◆ **WORK REQUIRED**:
Copy out all of the material below word for word, keeping every line as it stands.

◆ **INPUT ROWS**:
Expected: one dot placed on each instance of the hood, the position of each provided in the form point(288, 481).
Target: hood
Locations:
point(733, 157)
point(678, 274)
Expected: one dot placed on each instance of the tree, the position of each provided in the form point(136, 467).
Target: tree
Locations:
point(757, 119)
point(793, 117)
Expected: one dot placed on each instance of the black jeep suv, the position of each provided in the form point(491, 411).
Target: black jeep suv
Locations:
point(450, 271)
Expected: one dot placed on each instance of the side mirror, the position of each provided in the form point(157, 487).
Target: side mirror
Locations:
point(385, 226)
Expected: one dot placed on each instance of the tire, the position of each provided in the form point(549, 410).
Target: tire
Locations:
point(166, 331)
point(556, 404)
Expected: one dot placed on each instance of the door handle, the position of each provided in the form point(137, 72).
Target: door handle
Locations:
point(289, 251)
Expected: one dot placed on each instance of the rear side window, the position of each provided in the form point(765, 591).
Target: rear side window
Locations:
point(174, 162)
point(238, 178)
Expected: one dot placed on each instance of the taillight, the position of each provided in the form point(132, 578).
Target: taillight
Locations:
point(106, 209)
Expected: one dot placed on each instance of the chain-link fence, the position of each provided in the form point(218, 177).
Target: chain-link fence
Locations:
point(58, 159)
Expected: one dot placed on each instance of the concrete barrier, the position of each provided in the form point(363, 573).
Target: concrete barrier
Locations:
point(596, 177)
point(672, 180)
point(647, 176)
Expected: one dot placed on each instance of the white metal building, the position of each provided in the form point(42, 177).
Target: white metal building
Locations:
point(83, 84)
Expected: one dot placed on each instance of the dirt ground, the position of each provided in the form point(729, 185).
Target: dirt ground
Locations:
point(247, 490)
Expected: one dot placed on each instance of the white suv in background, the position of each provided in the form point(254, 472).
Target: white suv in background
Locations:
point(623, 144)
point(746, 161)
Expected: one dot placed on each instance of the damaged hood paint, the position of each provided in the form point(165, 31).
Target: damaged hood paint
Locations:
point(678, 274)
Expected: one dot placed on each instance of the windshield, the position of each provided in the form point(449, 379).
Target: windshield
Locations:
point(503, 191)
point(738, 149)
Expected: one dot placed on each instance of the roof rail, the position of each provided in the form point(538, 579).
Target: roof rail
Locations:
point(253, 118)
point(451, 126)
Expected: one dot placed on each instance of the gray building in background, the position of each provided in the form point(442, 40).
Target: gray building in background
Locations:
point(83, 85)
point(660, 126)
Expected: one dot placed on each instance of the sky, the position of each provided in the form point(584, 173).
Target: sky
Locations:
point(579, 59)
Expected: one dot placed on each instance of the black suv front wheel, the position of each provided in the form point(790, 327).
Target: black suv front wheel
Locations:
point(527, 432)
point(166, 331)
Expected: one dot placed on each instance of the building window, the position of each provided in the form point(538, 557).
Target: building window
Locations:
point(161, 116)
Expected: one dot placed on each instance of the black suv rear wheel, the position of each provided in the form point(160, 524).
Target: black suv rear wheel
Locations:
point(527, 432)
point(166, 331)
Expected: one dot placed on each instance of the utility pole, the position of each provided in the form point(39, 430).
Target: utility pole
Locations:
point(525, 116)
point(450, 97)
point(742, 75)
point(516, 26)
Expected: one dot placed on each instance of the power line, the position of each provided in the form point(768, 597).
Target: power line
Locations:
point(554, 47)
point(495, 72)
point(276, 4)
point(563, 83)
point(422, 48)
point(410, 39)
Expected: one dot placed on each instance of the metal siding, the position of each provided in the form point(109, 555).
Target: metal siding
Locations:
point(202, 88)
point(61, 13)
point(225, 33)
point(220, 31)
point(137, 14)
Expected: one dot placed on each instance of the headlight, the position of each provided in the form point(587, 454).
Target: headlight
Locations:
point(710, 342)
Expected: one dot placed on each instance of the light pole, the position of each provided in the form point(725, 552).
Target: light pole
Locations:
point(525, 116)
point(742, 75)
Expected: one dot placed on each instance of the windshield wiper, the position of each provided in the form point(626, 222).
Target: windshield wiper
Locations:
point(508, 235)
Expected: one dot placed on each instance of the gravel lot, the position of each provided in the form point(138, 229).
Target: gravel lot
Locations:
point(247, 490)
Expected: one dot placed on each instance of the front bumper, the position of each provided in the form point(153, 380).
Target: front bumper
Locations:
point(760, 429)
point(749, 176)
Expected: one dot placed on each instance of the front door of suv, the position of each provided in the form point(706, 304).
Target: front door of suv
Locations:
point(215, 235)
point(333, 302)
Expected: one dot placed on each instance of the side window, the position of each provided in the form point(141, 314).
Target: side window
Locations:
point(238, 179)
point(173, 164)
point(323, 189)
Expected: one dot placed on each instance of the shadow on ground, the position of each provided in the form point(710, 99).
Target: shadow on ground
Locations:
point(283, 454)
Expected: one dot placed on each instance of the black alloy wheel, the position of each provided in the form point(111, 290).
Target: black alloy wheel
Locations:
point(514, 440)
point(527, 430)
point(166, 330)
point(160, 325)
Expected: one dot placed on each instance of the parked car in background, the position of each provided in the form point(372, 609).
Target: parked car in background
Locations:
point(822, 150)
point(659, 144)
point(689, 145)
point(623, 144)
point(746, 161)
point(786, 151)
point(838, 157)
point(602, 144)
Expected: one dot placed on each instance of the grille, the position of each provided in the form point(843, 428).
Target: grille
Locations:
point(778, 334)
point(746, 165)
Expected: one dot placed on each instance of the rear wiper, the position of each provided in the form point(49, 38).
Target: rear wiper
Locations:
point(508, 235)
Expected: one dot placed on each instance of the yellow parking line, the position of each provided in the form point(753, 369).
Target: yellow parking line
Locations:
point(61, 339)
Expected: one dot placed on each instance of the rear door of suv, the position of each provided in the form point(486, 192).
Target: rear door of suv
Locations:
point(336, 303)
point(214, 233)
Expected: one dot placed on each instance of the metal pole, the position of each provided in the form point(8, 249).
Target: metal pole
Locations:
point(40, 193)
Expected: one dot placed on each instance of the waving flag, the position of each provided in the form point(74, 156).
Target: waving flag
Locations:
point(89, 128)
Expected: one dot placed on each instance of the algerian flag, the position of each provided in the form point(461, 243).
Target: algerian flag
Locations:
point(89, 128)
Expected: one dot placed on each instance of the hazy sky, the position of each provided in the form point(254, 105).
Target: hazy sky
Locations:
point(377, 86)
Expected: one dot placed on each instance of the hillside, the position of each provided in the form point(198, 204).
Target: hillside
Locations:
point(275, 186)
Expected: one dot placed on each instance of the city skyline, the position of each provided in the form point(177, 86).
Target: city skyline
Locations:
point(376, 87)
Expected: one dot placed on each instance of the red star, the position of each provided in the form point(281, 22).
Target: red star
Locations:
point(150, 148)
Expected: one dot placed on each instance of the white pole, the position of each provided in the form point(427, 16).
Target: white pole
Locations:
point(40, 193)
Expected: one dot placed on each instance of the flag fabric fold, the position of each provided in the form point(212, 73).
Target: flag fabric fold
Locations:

◆ **SOLUTION FOR THIS EXERCISE**:
Expected: one dot placed on each instance of the hood, the position of each provided in the form point(288, 481).
Target: hood
Locations:
point(733, 157)
point(678, 274)
Expected: one dot placed on each instance of the tree, the position of each provided in the form point(136, 467).
Target: tree
Locations:
point(757, 119)
point(793, 117)
Expected: one dot placed on each instance of the black jeep suv, the position of each provided in the form point(491, 411).
Target: black jeep suv
Locations:
point(450, 271)
Expected: one dot placed on each instance of the side mirror, the position of each provided in the form point(157, 487).
Target: side mirror
Locations:
point(385, 226)
Expected: one dot placed on each instance of the tire, the position of each provided in the form point(549, 410).
Target: tire
Locations:
point(166, 331)
point(556, 404)
Expected: one dot placed on each instance of the door handle, the position of each provided in the form point(137, 72).
Target: door handle
Locations:
point(289, 251)
Expected: one dot placed on each instance of the rear side window, the position of each provided in the form point(765, 591).
Target: rear side window
Locations:
point(174, 162)
point(238, 178)
Expected: one dot placed on each instance of the taillight, the position of each provided in the form point(132, 578).
Target: taillight
Locations:
point(106, 209)
Expected: one dot placed on each instance of the chain-link fence, the position of each provided in the form point(218, 177).
Target: chain-link fence
Locations:
point(58, 159)
Expected: one dot placed on each instance of the concrete barrier, the position of each provided in the form point(363, 573).
Target: concrete barrier
Locations:
point(596, 177)
point(672, 180)
point(647, 176)
Expected: one dot placed on each instance of the white metal building, the position of each provided in the form point(42, 177).
Target: white metal building
Locations:
point(83, 84)
Expected: one dot placed on each instance of the dirt ground, the position of each provided in the form point(729, 185).
Target: dirt ground
Locations:
point(247, 490)
Expected: one dot placed on each instance of the white suv in background, the position of each provided in the form point(254, 472).
Target: white suv in background
Locations:
point(623, 144)
point(746, 161)
Expected: one dot placed on each instance of the damaged hood paint, the position of each provided in the form point(165, 31).
Target: damaged hood paint
Locations:
point(678, 274)
Expected: one dot placed on each instance of the windshield, the position of each provided in the form point(449, 379).
Target: windshield
Locations:
point(503, 191)
point(738, 149)
Expected: one dot placed on each instance of the roof rail, the position of each provided in the form point(538, 579).
Target: roof rail
Locations:
point(253, 118)
point(451, 126)
Expected: one dot placed on each instance of the gray building in background, the position of each provided in the form point(442, 40).
Target: gray building in background
Locations:
point(83, 85)
point(660, 126)
Expected: one dot placed on each instance of the sky, the position of each provided in the form point(584, 173).
Target: sky
Locations:
point(579, 59)
Expected: one dot placed on each instance of the black suv front wheel, the position of each provided in the form point(790, 327).
Target: black suv front wheel
Locations:
point(527, 432)
point(166, 331)
Expected: one dot placed on each instance of the building window, the position of each provided in the form point(538, 557).
Target: building window
Locations:
point(161, 116)
Expected: one dot placed on each instance of the black suv rear wheel, the position of each provided in the form point(160, 524).
Target: black suv rear wheel
Locations:
point(527, 432)
point(166, 331)
Expected: one dot placed on each instance of the utility pole, the position of each provided in the form point(39, 430).
Target: utility pole
Locations:
point(525, 116)
point(450, 97)
point(742, 75)
point(516, 26)
Expected: one dot placed on each instance of the power line, the position of each provided in the form point(768, 597).
Target: power line
Locations:
point(554, 47)
point(495, 72)
point(276, 4)
point(563, 83)
point(422, 48)
point(410, 39)
Expected: one dot placed on each instance of the metal siding, the position of each provided in the form point(109, 555).
Target: metal siding
Locations:
point(202, 88)
point(61, 13)
point(225, 33)
point(220, 31)
point(137, 14)
Expected: one dot placed on each instance of the headlight, the position of each provided in the form point(587, 454).
Target: headlight
Locations:
point(710, 342)
Expected: one dot placed on each instance of the light pole, the position of each provided in the form point(725, 552).
Target: light pole
Locations:
point(525, 116)
point(742, 75)
Expected: one dot placed on each instance of the windshield wiper, the position of each provided in the form point(626, 222).
Target: windshield wiper
Locations:
point(508, 235)
Expected: one dot placed on each instance of the gravel lot, the position of each provided in the form point(138, 229).
Target: gravel lot
Locations:
point(247, 490)
Expected: one dot placed on each instance of the front bumper, the position of each provided in the form point(153, 380).
Target: front bumper
Locations:
point(760, 429)
point(749, 176)
Expected: one dot placed on each instance of the front door of suv, the position of each provided in the form point(706, 304).
Target: front door of suv
Locations:
point(215, 235)
point(333, 302)
Expected: one dot placed on each instance of the side window, the position of each provided in the form point(141, 314).
Target: side window
Locations:
point(238, 179)
point(173, 164)
point(323, 189)
Expected: one dot placed on each instance of the shadow on ground, the position of each provided in the form point(710, 99).
Target: shadow on ground
Locations:
point(283, 454)
Expected: one dot placed on each instance of the black alloy wheel, the position of each provided in the form point(111, 290).
Target: black alloy wheel
Locations:
point(514, 440)
point(527, 430)
point(166, 330)
point(160, 325)
Expected: one dot placed on each instance of the parked car in background, the position of each provided in the form point(372, 609).
Target: parked car in background
Locations:
point(822, 150)
point(659, 144)
point(689, 145)
point(623, 144)
point(746, 161)
point(786, 151)
point(838, 157)
point(602, 144)
Expected: one dot placed on each instance of the grille, the position of each provided in the form point(843, 428).
Target: grille
Locations:
point(778, 334)
point(746, 165)
Expected: one dot placed on each instance of the rear wiper, the position of each provided in the form point(49, 38).
Target: rear wiper
Locations:
point(508, 235)
Expected: one dot placed on each instance of the yellow parking line, the position of each provided in the form point(753, 369).
Target: yellow parking line
Locations:
point(61, 339)
Expected: one dot placed on each instance of the rear door of suv, the position of each provided in the form point(486, 192).
Target: rear door of suv
Locations:
point(336, 303)
point(214, 233)
Expected: one dot placed on each instance of the metal pole, the position of each provided in the form point(8, 249).
Target: metal pole
Locations:
point(40, 193)
Expected: one dot placed on each instance of the waving flag, the position of each provided in the form point(74, 156).
Target: waving flag
Locations:
point(89, 128)
Expected: one dot placed on each instance of the algerian flag, the position of each provided in the form point(461, 243).
Target: algerian flag
Locations:
point(89, 128)
Expected: one dot placed on each instance of the hazy sky, the position of each provided in the form point(254, 105).
Target: hazy sky
Locations:
point(377, 86)
Expected: one dot placed on each instance of the hillside, the position of each provided in the form point(198, 204).
Target: hillside
Locations:
point(275, 186)
Expected: one dot placed on each instance of the city skyline, the position of each provided in the form point(177, 86).
Target: city skyline
Locations:
point(376, 87)
Expected: one dot placed on each instance of the red star, the position of each provided in the form point(281, 22).
Target: red star
Locations:
point(150, 148)
Expected: one dot placed on each instance of the white pole, the position of each provided in the form point(427, 16).
Target: white pole
Locations:
point(40, 193)
Expected: one dot placed on each instance of the flag fabric fold, the position of each provided in the form point(212, 73).
Target: flag fabric fold
Locations:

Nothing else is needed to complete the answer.